§ What you are asked to do
Give back the material below word for word, every line unchanged and in the same order.

§ Input rows
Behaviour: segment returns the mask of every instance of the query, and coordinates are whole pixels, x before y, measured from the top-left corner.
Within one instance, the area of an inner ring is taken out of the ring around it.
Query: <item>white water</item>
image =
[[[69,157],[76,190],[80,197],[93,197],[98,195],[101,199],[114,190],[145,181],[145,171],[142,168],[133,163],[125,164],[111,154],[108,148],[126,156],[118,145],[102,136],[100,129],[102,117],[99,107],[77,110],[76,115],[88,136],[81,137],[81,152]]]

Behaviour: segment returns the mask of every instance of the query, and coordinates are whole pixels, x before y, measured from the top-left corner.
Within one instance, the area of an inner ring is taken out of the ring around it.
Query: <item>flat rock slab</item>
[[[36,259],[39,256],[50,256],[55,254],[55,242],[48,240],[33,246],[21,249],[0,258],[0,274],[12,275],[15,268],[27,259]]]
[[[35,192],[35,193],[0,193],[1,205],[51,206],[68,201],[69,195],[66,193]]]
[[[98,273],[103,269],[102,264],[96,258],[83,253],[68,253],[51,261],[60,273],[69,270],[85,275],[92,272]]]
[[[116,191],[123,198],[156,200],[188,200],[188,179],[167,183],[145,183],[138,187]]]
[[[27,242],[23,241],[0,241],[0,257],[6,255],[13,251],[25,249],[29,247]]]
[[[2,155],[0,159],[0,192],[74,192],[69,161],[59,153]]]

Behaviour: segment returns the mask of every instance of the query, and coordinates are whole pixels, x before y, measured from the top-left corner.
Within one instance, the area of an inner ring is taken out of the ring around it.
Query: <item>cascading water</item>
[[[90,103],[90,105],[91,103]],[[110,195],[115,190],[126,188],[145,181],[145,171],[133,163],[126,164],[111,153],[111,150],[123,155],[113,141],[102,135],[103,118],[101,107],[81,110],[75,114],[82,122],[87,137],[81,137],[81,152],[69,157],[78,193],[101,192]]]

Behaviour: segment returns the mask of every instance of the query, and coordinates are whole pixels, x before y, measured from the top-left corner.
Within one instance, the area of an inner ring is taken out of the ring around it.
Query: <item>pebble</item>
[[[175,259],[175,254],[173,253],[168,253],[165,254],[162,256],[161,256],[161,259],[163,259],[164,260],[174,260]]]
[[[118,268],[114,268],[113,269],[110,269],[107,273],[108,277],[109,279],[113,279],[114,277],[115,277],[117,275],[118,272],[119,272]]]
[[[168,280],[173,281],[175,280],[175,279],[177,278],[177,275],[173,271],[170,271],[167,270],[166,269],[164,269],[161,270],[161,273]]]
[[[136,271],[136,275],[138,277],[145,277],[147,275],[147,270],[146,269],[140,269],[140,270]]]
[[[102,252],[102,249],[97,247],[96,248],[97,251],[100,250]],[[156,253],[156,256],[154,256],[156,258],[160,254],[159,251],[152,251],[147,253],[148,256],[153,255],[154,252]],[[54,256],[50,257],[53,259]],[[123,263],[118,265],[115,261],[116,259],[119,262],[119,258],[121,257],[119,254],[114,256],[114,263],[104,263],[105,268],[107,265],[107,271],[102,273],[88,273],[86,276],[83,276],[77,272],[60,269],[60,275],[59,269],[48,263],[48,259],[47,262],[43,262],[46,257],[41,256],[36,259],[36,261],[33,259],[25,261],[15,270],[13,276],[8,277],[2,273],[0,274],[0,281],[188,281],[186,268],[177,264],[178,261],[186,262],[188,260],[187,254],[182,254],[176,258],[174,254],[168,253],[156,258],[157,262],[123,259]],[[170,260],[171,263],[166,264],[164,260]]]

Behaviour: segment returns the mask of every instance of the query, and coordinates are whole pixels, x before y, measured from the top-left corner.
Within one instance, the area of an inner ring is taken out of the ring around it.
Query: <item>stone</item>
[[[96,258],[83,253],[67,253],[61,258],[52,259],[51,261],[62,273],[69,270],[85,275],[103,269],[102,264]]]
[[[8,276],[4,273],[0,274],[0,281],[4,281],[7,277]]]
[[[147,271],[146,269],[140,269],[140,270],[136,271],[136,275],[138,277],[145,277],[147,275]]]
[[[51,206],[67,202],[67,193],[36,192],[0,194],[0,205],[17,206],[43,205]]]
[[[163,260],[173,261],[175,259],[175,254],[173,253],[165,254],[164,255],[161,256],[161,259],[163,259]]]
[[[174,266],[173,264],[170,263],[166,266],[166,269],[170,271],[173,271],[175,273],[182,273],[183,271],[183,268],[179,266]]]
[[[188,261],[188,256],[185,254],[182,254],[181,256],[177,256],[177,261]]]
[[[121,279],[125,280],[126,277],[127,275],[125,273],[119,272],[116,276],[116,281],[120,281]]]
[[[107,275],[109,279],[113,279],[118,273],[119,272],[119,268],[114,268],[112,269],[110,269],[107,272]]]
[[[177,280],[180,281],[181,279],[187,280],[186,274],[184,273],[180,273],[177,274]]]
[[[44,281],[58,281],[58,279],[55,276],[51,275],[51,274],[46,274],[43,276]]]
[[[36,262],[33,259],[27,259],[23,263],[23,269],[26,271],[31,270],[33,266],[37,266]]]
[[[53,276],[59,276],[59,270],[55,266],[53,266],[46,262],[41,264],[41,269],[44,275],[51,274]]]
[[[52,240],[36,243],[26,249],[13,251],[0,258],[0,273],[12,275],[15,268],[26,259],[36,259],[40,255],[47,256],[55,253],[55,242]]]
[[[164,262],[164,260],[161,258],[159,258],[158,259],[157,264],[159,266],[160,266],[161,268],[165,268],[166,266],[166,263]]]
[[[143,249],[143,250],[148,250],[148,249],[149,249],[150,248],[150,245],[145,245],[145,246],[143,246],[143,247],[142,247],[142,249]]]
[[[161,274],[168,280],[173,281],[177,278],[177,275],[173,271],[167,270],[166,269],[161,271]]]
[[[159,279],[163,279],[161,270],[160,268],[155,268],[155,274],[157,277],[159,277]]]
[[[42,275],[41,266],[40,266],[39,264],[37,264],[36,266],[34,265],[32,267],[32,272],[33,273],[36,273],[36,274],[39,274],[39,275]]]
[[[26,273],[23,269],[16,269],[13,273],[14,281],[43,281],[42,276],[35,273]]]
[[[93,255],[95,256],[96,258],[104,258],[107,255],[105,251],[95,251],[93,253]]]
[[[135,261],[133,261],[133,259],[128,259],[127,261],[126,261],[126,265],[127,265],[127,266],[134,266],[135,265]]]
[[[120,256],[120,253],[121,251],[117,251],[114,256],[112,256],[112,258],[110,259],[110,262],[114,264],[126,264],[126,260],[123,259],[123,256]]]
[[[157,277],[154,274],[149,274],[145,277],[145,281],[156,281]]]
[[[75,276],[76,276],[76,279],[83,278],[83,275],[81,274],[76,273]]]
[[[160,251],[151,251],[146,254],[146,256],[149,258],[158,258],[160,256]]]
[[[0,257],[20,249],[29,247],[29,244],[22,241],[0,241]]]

§ In response
Behaviour: segment returns the mask of every instance of the query, and coordinates are whole pixels, x before y, measured from the top-left corner.
Within one instance, the area of an inner ring is taken out of the ring around it.
Query: <item>white water</item>
image =
[[[69,157],[76,190],[80,197],[93,197],[98,195],[101,199],[114,190],[145,181],[145,171],[142,168],[133,163],[125,164],[111,154],[108,148],[126,156],[118,145],[102,136],[100,129],[102,117],[99,107],[77,110],[76,115],[88,136],[81,137],[81,152]]]

Behaviour: segment returns the mask of every instance of the query, and coordinates are whole pixels, x before y, measured from the top-left corner.
Within one instance, the area of an inner ring is taken out of the ring around it.
Query: <item>flat rock slab</item>
[[[36,259],[39,256],[50,256],[55,254],[55,242],[48,240],[33,246],[21,249],[0,258],[0,274],[12,275],[15,268],[27,259]]]
[[[35,192],[35,193],[0,193],[1,205],[51,206],[68,201],[69,195],[66,193]]]
[[[98,273],[103,269],[102,264],[96,258],[83,253],[68,253],[51,261],[60,273],[69,270],[85,275],[92,272]]]
[[[116,191],[123,198],[156,200],[188,200],[188,179],[167,183],[145,183],[138,187]]]
[[[27,242],[23,241],[0,241],[0,257],[6,255],[13,251],[25,249],[29,247]]]
[[[2,155],[0,159],[0,192],[74,192],[69,161],[59,153]]]

Behaviour: segment returns the mask of every instance of the query, and coordinates are whole pixels, x before y, measured from the top-left corner.
Within one instance, the area of an inner ring is taken out of the ring around it.
Query: <item>cascading water</item>
[[[90,103],[90,105],[91,103]],[[110,195],[115,190],[126,188],[145,181],[145,171],[133,163],[126,164],[111,153],[111,150],[123,155],[113,141],[102,135],[103,118],[101,107],[81,110],[75,114],[82,122],[87,137],[81,137],[81,152],[69,157],[78,193],[101,192]]]

Behaviour: segment returns the mask of every instance of the query, and coordinates are whole pixels, x before y, measured from the top-left corner.
Within one instance, the area of an inner ring is taken out of the ring around it.
Query: <item>pebble</item>
[[[175,259],[175,254],[173,253],[168,253],[165,254],[162,256],[161,256],[161,259],[163,259],[164,260],[174,260]]]
[[[118,268],[114,268],[113,269],[110,269],[107,273],[108,277],[109,279],[113,279],[114,277],[115,277],[117,275],[118,272],[119,272]]]
[[[168,280],[173,281],[175,280],[175,279],[177,278],[177,275],[173,271],[170,271],[167,270],[166,269],[164,269],[161,270],[161,273]]]
[[[136,271],[136,275],[138,277],[145,277],[147,275],[147,270],[146,269],[140,269],[140,270]]]
[[[102,252],[102,249],[97,247],[96,248],[97,251],[100,250]],[[156,253],[156,256],[154,256],[156,258],[160,254],[159,251],[152,251],[147,253],[148,256],[153,255],[154,252]],[[54,256],[50,257],[53,259]],[[123,263],[118,265],[115,261],[116,259],[119,262],[119,258],[121,257],[119,254],[114,256],[114,263],[104,263],[105,268],[107,265],[107,271],[102,273],[88,273],[86,276],[83,276],[77,272],[60,269],[60,275],[59,269],[48,263],[48,259],[47,262],[43,262],[46,257],[41,256],[36,259],[36,261],[33,259],[25,261],[15,270],[13,276],[8,277],[2,273],[0,274],[0,281],[188,281],[186,268],[177,264],[178,261],[186,262],[188,260],[187,254],[182,254],[176,258],[174,254],[168,253],[156,258],[157,262],[123,259]],[[170,260],[171,263],[166,264],[164,260]]]

Behaviour: segment returns the mask of every instance of the query, and coordinates are whole pixels, x before y, measured from the top-left corner.
Within one instance, the area of an inner ring is taken out of the ring around it.
Query: <item>stone</item>
[[[96,258],[83,253],[67,253],[61,258],[52,259],[51,261],[62,273],[69,270],[85,275],[103,269],[102,264]]]
[[[8,276],[4,273],[0,274],[0,281],[4,281],[7,277]]]
[[[147,271],[146,269],[140,269],[140,270],[136,271],[136,275],[138,277],[145,277],[147,275]]]
[[[51,206],[67,202],[67,193],[36,192],[0,194],[0,205],[17,206],[43,205]]]
[[[163,260],[173,261],[175,259],[175,254],[173,253],[165,254],[164,255],[161,256],[161,259],[163,259]]]
[[[174,266],[173,264],[170,263],[166,266],[166,269],[170,271],[173,271],[175,273],[182,273],[183,271],[183,268],[179,266]]]
[[[188,261],[188,256],[185,254],[182,254],[181,256],[177,256],[177,261]]]
[[[121,279],[125,280],[126,277],[127,275],[125,273],[119,272],[116,276],[116,281],[120,281]]]
[[[107,275],[109,279],[113,279],[118,273],[119,272],[119,268],[114,268],[112,269],[110,269],[107,272]]]
[[[177,280],[180,281],[181,279],[187,280],[186,274],[184,273],[180,273],[177,274]]]
[[[44,281],[58,281],[58,279],[55,276],[51,275],[51,274],[46,274],[43,276]]]
[[[36,262],[33,259],[27,259],[23,263],[23,269],[26,271],[31,270],[33,266],[37,266]]]
[[[53,276],[59,276],[59,270],[55,266],[53,266],[46,262],[41,264],[41,269],[44,275],[51,274]]]
[[[52,240],[36,243],[26,249],[13,251],[0,258],[0,273],[12,275],[15,268],[26,259],[36,259],[40,255],[47,256],[55,253],[55,242]]]
[[[164,262],[164,260],[161,258],[159,258],[158,259],[157,264],[159,266],[160,266],[161,268],[165,268],[166,266],[166,263]]]
[[[143,249],[143,250],[148,250],[148,249],[149,249],[150,248],[150,245],[145,245],[145,246],[143,246],[143,247],[142,247],[142,249]]]
[[[161,274],[168,280],[173,281],[177,278],[177,275],[173,271],[167,270],[166,269],[161,271]]]
[[[159,279],[163,279],[161,270],[160,268],[155,268],[155,274],[157,277],[159,277]]]
[[[42,275],[41,266],[40,266],[39,264],[37,264],[36,266],[34,265],[32,267],[32,272],[33,273],[36,273],[36,274],[39,274],[39,275]]]
[[[26,273],[23,269],[16,269],[13,273],[14,281],[43,281],[42,276],[35,273]]]
[[[93,255],[95,256],[96,258],[104,258],[107,255],[105,251],[95,251],[93,253]]]
[[[135,261],[133,261],[133,259],[128,259],[127,261],[126,261],[126,265],[127,265],[127,266],[134,266],[135,265]]]
[[[120,256],[120,253],[121,251],[117,251],[114,256],[112,256],[112,258],[110,259],[110,262],[114,264],[126,264],[126,260],[123,259],[123,256]]]
[[[157,277],[154,274],[149,274],[145,277],[145,281],[156,281]]]
[[[75,276],[76,276],[76,279],[83,278],[83,275],[81,274],[76,273]]]
[[[160,251],[151,251],[146,254],[146,256],[149,258],[158,258],[160,256]]]
[[[0,257],[20,249],[29,247],[29,244],[22,241],[0,241]]]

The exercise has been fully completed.